[Records from a collection]
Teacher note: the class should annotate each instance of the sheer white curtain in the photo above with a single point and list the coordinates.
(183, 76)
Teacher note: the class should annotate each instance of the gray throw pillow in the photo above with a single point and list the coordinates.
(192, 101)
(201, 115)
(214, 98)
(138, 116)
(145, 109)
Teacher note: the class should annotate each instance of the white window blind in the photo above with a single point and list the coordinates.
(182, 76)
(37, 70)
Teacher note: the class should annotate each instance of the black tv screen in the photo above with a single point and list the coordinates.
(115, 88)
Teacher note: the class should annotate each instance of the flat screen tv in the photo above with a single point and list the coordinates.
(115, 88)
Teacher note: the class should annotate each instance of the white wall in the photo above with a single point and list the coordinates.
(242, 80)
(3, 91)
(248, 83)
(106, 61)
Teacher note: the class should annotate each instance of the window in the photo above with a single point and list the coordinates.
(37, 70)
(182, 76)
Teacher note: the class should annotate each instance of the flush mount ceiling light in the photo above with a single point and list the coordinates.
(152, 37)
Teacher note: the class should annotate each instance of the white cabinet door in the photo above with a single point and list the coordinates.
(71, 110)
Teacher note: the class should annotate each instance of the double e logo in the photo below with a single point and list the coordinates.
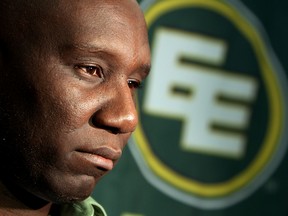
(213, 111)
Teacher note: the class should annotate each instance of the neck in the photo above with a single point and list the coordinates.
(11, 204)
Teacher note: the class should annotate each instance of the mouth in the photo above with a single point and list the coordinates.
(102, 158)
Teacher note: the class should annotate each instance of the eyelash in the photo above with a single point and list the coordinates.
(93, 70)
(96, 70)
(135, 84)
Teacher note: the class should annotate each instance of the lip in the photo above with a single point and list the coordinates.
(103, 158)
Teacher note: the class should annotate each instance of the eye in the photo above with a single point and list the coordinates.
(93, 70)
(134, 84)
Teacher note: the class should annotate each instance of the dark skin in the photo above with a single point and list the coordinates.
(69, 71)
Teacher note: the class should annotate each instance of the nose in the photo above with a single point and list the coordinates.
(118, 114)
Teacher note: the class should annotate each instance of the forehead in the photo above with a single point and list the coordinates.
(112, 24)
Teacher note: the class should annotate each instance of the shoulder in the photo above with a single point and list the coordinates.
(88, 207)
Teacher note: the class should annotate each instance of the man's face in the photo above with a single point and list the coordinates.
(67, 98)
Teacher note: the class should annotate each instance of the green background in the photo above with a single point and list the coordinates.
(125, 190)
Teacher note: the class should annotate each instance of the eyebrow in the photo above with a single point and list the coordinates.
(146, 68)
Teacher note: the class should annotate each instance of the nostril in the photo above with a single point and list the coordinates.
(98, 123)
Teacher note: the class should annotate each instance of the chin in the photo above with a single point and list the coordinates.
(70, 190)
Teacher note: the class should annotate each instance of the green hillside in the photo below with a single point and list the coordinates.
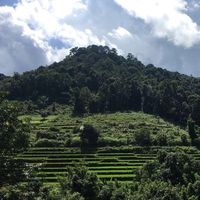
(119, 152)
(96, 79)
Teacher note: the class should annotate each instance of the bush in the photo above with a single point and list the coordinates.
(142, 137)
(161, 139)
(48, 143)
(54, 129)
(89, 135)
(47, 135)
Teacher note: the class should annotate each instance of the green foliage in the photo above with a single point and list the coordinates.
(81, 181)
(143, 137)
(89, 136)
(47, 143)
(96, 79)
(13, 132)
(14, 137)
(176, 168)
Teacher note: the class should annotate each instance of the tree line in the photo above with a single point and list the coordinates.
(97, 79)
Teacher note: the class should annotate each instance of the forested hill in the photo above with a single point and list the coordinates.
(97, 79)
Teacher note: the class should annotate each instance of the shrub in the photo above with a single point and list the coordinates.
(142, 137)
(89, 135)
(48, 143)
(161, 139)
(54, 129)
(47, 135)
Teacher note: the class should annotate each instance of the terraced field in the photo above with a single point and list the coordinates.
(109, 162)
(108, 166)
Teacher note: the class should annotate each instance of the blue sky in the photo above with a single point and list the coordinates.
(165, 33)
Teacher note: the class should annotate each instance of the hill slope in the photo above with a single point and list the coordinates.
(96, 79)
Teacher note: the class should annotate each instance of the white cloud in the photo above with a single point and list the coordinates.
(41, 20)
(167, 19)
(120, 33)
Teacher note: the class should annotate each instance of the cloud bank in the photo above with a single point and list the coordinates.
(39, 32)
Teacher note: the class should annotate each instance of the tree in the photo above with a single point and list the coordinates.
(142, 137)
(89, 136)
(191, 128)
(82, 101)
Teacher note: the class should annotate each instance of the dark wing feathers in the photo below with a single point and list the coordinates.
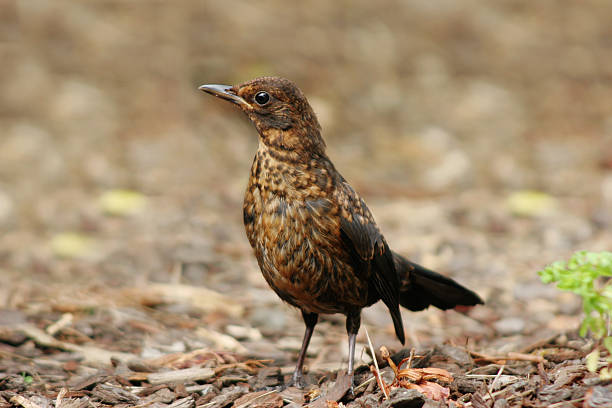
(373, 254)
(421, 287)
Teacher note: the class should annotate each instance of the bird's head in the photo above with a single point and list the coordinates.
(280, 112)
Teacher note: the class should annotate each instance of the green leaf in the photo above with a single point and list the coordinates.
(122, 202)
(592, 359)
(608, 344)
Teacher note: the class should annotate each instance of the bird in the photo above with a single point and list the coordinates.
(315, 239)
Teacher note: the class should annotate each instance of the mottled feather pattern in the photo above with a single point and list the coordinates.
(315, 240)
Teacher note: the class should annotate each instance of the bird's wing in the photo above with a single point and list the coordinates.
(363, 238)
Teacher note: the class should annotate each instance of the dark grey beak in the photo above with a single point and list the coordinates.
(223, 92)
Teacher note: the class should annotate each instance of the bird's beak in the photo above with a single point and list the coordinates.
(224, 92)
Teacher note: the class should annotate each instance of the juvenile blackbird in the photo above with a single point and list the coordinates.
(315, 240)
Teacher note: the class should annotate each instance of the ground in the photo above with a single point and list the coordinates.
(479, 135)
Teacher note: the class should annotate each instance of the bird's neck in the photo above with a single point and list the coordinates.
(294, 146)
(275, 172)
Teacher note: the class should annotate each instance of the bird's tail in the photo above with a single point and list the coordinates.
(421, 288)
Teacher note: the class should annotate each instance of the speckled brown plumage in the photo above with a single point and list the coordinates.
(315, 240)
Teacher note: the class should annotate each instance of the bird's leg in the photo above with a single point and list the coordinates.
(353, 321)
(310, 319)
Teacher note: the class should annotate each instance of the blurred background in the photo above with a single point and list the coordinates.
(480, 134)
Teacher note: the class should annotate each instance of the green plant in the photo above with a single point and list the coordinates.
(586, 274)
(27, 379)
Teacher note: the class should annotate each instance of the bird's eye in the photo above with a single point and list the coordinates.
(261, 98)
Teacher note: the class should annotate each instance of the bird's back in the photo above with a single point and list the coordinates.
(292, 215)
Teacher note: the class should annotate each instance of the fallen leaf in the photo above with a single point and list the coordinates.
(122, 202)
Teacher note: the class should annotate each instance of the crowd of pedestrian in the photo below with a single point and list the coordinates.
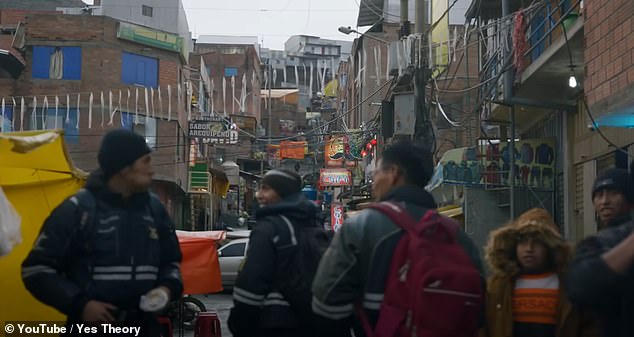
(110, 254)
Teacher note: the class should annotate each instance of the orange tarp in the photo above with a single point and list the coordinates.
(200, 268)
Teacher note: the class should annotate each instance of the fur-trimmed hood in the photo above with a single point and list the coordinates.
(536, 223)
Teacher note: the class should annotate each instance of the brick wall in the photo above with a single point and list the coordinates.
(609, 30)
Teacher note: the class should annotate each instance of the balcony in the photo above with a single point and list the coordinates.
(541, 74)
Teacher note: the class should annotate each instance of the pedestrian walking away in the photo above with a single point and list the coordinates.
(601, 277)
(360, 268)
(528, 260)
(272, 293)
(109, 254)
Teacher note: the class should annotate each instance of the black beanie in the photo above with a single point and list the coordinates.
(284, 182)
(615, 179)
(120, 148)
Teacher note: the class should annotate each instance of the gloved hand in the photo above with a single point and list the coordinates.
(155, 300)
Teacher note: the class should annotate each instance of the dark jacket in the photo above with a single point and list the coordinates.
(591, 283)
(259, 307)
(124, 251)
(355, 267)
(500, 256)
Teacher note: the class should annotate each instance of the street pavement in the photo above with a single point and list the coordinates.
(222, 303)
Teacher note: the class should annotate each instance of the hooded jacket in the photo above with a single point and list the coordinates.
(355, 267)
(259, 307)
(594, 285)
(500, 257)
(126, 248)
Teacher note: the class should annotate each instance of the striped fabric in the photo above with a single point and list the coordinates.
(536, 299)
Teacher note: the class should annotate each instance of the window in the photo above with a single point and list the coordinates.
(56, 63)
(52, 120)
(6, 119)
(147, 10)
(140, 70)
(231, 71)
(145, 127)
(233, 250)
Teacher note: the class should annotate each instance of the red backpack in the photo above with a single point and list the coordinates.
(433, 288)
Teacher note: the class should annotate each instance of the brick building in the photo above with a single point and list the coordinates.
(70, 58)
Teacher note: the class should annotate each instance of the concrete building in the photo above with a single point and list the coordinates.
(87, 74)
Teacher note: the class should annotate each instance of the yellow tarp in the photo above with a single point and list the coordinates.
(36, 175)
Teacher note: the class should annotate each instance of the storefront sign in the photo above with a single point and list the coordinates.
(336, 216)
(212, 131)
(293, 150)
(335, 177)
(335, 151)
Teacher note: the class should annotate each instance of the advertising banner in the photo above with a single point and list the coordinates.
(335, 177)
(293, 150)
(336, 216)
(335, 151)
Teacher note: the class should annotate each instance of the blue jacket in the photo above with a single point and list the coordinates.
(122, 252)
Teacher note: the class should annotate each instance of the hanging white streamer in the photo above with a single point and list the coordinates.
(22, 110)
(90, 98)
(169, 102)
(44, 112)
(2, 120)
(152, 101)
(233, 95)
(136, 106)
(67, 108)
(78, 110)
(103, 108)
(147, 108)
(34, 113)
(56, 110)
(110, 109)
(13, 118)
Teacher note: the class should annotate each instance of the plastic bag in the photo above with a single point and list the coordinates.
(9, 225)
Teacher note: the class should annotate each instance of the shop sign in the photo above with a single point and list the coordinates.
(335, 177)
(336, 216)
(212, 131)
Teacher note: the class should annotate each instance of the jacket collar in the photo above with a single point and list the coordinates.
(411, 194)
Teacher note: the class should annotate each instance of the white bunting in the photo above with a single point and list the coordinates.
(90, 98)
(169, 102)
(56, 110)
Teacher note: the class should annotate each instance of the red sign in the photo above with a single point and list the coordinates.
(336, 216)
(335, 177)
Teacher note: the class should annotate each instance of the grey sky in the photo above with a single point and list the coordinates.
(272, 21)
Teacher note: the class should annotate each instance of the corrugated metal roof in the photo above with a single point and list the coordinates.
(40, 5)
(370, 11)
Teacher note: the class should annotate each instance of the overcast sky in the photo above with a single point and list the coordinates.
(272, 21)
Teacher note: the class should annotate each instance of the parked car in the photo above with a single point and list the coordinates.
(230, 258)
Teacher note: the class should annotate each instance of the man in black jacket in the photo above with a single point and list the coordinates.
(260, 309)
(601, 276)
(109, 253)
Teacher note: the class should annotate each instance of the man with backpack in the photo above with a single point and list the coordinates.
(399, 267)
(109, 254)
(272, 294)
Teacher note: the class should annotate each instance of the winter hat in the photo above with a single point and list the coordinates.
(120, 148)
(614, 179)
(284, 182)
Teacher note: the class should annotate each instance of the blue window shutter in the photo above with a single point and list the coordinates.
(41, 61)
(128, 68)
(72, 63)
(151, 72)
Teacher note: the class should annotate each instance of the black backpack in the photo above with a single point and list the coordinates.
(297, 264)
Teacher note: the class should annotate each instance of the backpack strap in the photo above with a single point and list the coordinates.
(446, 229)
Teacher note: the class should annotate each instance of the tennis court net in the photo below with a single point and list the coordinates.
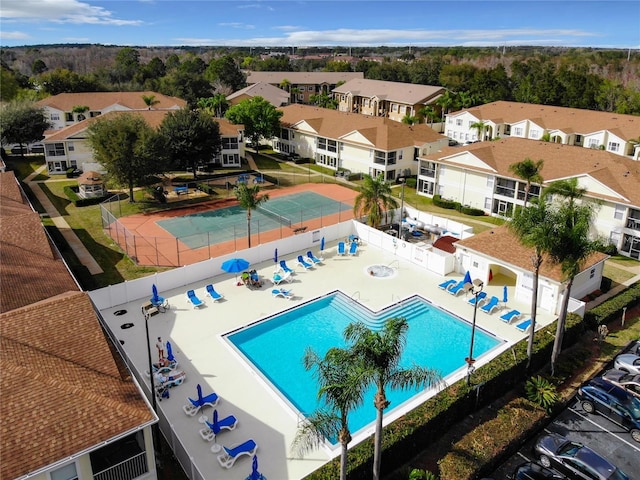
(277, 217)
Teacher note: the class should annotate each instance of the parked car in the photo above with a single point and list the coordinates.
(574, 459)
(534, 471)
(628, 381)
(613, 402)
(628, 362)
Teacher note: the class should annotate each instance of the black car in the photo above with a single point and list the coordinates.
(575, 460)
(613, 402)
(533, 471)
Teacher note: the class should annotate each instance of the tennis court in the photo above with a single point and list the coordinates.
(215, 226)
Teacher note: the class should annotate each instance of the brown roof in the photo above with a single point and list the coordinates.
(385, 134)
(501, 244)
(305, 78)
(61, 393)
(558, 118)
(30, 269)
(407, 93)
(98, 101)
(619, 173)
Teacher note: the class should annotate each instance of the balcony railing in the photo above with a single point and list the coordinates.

> Problem to solve: Set out exactly the run of lines that begins at the line holding "the black car" and ends at the last line of the data.

> Finished task:
Teacher note: the class should annotate each instance of the black car in the photo above with a single point and list the coordinates.
(575, 460)
(613, 402)
(533, 471)
Teacher note: the class should annotate each instance of the tennis court in the photo above with a single point and list the coordinates.
(215, 226)
Teacher note: the class should annotate each instance of the brown roof in the photo above with a single point and list the coordinates.
(385, 134)
(501, 244)
(305, 78)
(61, 393)
(558, 118)
(30, 269)
(407, 93)
(98, 101)
(619, 173)
Teacher note: the class should annotate each instance of the balcony railing in the photo above with a single point and list the coordinates.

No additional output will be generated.